— START OF Text segment —

For my project I observed the correlation between the number of caffeine drinks a person drank per day, and how that affected the number of hours of sleep they got each day. My questions was How does a persons caffeine consumption affect their sleeping habits, with my explanatory variable being the number of caffeine drinks a person consumed per day, and my response variable being the number of hours of sleep. I collected my data online from a data website called statcrunch.com from a study of thirty caffeine and non-caffeine drinkers.
My data was a little scattered because some of the numbers varied quite differently. I found it easiest to create the stem and leaf plot because all my numbers were single digits. I also had an easier time with the histogram as well, because my numbers were mostly within the same range. I did however have more trouble with the scatterplot and finding the line of least regression because my data was quite scattered. The box plot and the histogram were also the easiest to interpret and were the two graphs that worked best for this kind of data set.
The scatterplot was the hardest to create and does not work as well for this kind of data. It is mostly scattered, with a downward slope, and most of the points fall throughout different places on the graph with no clear line of correlation. The scatter plot has a weak positive linear correlation. However there are not really any particular outliers, which helps the strength of the plot.
The r-value for this data was -.4146 which concludes that the data has a weak association, as well as a negative one. The r squared-value was .1719 which shows that there is a 17% variance in the data set accounted for by the least squares regression line. The correlation between these 2 variables is not very strong. It has a much weaker correlation showing that the data is not very well connected and that these two variables may not entirely directly affect each other. I think because the hours...

— END OF Text segment —
— START OF Collected material —

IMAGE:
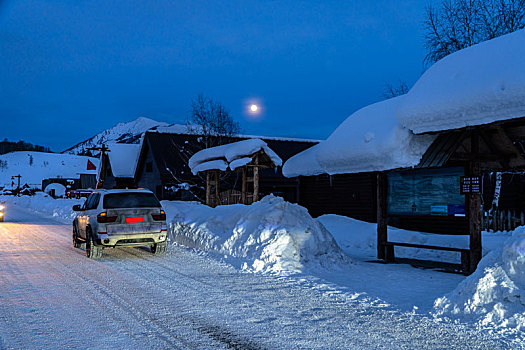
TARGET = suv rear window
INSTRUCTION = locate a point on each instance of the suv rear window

— END OF Collected material —

**Your task**
Return the stretch of the caffeine and sleep report starting at "The scatterplot was" and ending at "of the plot.", copied word for word. The lines above come from a separate source and have no tie to the report on caffeine and sleep.

**Solution to this problem**
The scatterplot was the hardest to create and does not work as well for this kind of data. It is mostly scattered, with a downward slope, and most of the points fall throughout different places on the graph with no clear line of correlation. The scatter plot has a weak positive linear correlation. However there are not really any particular outliers, which helps the strength of the plot.